• **Description of the task**:
Using the listing below, copy every line that mentions "house".

• **Entries shown**:
---*---

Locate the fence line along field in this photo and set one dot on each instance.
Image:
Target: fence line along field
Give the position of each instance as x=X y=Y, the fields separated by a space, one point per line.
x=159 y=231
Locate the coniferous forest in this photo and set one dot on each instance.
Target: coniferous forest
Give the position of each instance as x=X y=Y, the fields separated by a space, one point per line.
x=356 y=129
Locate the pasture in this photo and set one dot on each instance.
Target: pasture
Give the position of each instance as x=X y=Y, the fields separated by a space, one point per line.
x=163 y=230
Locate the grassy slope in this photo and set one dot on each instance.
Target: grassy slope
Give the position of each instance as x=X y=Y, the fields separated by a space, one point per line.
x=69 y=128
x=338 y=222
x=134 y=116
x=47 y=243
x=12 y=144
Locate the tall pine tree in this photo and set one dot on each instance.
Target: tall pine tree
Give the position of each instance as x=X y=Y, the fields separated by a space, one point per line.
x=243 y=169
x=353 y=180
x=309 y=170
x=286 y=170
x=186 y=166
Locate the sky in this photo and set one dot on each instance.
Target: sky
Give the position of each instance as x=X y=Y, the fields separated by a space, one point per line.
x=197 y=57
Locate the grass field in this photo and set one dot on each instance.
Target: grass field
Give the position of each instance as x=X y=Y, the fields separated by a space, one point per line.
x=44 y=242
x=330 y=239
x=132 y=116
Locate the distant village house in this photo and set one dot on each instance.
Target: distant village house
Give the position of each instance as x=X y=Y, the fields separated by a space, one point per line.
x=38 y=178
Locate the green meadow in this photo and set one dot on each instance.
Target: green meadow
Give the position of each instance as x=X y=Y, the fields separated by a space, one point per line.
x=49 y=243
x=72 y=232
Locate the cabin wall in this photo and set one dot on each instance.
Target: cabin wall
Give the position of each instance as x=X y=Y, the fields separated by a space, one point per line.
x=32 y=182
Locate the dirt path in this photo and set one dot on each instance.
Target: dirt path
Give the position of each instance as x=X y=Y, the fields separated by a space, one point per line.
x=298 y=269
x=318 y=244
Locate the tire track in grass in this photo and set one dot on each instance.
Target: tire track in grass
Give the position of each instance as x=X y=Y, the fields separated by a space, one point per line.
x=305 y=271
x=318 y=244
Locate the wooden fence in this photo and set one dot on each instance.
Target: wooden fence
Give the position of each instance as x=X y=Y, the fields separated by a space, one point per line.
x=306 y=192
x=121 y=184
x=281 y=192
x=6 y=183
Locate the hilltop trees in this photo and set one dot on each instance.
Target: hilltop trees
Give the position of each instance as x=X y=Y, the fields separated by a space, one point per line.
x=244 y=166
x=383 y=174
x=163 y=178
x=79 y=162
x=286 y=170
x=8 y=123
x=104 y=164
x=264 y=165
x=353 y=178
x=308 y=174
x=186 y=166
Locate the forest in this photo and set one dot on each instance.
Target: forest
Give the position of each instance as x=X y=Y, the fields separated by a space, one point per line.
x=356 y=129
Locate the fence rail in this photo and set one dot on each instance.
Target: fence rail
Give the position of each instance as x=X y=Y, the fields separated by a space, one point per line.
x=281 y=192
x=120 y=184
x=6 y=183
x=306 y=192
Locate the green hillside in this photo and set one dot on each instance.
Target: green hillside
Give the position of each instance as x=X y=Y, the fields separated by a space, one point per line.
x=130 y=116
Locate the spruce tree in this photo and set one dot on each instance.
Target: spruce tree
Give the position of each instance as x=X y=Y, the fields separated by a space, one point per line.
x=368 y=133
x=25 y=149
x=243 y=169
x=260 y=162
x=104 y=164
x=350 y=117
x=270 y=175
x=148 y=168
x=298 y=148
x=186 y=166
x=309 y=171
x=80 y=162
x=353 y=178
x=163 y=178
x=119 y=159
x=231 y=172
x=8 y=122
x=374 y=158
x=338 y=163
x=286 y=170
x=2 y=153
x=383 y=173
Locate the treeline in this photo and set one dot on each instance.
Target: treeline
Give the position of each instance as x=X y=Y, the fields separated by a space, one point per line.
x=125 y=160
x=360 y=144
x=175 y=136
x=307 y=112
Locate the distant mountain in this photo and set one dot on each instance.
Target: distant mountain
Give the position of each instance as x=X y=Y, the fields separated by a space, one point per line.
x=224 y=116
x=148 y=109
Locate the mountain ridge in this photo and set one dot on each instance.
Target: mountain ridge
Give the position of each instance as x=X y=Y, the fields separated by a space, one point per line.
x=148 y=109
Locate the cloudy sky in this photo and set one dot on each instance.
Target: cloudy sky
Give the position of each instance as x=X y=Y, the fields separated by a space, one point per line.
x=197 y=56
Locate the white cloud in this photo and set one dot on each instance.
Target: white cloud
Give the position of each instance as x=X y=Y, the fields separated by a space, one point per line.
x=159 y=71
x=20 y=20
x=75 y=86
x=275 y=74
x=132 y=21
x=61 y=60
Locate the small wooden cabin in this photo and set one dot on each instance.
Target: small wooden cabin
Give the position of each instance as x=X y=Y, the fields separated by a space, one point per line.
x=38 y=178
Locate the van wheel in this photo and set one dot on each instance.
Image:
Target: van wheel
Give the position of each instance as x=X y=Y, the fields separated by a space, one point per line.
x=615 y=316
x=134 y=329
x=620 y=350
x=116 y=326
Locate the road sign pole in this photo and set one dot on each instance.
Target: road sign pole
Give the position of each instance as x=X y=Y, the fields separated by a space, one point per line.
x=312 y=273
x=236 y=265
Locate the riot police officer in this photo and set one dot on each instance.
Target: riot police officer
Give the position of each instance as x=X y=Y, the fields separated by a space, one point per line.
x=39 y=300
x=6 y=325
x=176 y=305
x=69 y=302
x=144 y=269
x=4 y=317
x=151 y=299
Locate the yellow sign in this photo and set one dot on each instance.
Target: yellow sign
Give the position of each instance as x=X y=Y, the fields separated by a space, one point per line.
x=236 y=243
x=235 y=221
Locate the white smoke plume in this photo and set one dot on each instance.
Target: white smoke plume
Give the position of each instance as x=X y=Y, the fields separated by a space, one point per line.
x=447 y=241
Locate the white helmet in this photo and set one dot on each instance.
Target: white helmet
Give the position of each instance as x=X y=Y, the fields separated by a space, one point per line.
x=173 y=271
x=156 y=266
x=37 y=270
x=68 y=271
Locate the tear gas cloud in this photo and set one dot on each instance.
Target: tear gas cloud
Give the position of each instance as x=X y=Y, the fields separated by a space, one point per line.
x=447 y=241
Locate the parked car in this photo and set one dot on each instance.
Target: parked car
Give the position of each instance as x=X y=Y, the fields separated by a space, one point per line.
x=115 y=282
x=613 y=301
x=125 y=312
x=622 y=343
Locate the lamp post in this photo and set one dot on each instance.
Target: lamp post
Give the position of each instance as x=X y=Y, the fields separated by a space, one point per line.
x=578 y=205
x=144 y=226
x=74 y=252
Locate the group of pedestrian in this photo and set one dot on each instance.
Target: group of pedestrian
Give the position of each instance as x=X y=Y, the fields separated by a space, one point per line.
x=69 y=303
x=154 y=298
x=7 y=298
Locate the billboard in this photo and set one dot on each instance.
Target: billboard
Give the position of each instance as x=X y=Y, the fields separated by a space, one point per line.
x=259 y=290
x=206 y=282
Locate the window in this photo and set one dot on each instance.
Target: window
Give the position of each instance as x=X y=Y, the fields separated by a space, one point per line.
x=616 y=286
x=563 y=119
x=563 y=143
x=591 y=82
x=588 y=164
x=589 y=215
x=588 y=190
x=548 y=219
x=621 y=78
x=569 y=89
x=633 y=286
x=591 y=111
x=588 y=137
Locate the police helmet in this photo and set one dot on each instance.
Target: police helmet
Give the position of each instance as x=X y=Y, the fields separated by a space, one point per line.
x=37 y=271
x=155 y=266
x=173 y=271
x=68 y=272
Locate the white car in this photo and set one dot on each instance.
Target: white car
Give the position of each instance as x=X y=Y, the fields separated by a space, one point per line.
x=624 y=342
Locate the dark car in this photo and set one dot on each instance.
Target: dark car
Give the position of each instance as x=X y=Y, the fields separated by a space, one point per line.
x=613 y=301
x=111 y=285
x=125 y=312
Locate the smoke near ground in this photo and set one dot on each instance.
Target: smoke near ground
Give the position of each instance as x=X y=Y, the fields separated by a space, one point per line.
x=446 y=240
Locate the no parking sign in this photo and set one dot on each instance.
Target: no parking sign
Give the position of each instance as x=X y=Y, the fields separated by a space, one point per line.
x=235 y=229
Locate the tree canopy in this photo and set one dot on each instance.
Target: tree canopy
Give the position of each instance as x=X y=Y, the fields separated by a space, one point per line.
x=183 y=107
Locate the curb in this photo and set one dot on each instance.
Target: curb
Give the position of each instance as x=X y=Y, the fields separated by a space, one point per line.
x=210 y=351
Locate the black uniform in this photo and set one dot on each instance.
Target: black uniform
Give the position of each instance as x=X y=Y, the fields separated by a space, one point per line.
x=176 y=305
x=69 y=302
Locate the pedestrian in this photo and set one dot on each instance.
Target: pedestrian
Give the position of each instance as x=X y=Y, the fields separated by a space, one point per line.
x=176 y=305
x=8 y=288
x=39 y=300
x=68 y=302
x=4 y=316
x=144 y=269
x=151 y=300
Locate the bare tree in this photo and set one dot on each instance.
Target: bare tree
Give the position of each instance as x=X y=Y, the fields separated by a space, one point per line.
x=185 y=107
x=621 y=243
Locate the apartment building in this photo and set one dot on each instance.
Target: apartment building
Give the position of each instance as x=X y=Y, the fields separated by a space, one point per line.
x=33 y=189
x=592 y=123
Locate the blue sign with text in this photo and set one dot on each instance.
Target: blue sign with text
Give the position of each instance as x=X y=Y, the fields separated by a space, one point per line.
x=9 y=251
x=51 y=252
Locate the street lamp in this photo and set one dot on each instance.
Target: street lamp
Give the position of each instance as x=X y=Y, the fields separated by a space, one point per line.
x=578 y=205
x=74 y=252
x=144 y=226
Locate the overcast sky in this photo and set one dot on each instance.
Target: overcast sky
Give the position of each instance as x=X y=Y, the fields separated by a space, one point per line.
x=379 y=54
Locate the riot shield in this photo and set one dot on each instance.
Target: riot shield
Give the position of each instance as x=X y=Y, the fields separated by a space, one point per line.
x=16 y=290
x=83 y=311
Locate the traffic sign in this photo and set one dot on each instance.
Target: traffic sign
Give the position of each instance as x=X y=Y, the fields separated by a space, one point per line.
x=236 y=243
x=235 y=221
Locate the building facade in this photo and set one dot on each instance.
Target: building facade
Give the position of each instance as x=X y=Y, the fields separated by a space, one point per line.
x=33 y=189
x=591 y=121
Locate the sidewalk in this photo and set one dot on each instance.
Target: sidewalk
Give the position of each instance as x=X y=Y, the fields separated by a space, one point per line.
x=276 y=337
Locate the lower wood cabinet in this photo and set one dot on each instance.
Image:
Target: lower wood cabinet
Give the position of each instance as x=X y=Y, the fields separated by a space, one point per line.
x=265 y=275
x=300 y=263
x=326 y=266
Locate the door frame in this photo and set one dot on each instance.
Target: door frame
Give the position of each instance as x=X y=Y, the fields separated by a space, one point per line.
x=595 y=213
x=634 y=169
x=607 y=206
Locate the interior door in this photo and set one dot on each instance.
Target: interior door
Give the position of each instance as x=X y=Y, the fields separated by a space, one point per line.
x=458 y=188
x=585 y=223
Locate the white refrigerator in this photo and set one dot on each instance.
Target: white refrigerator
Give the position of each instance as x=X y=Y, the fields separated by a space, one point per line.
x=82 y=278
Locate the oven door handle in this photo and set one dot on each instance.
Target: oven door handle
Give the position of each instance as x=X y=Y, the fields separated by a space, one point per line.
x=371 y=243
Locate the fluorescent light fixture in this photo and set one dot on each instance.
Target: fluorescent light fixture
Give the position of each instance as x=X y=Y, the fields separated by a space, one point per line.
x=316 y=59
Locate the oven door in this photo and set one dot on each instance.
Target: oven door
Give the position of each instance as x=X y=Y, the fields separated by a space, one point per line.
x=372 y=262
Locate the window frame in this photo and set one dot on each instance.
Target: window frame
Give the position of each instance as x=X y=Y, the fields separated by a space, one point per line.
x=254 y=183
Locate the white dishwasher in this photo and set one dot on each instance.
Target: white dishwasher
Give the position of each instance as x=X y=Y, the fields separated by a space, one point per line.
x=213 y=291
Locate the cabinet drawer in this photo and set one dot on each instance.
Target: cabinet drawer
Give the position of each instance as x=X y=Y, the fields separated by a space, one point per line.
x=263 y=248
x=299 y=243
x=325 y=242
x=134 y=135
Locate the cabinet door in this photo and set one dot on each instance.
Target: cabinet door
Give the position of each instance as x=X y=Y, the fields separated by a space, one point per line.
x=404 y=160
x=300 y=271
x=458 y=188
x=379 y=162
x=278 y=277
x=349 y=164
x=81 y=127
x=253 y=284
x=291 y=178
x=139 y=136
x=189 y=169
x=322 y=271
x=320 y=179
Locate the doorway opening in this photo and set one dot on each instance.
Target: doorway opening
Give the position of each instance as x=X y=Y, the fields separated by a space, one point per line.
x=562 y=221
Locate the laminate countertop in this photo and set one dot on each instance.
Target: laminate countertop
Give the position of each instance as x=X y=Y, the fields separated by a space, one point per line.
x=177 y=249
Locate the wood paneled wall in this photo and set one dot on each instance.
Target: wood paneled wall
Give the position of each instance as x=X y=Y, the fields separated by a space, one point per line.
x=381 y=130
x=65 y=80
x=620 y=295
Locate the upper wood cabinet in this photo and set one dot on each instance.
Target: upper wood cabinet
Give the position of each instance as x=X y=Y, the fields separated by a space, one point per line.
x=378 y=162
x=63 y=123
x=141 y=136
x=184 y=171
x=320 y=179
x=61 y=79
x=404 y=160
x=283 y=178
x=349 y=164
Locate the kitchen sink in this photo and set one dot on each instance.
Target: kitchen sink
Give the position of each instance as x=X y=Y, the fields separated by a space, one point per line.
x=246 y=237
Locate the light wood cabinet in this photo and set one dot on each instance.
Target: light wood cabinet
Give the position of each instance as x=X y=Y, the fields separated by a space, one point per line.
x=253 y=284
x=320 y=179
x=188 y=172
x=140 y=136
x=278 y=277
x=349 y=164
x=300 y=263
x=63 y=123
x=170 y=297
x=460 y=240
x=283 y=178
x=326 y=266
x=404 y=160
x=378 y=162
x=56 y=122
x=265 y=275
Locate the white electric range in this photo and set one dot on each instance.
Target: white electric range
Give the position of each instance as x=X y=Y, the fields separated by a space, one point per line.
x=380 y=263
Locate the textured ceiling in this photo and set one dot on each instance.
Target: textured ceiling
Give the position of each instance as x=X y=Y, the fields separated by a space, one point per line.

---*---

• **Task output**:
Locate the distant village house in this photo and set one dot on each instance.
Target: distant village house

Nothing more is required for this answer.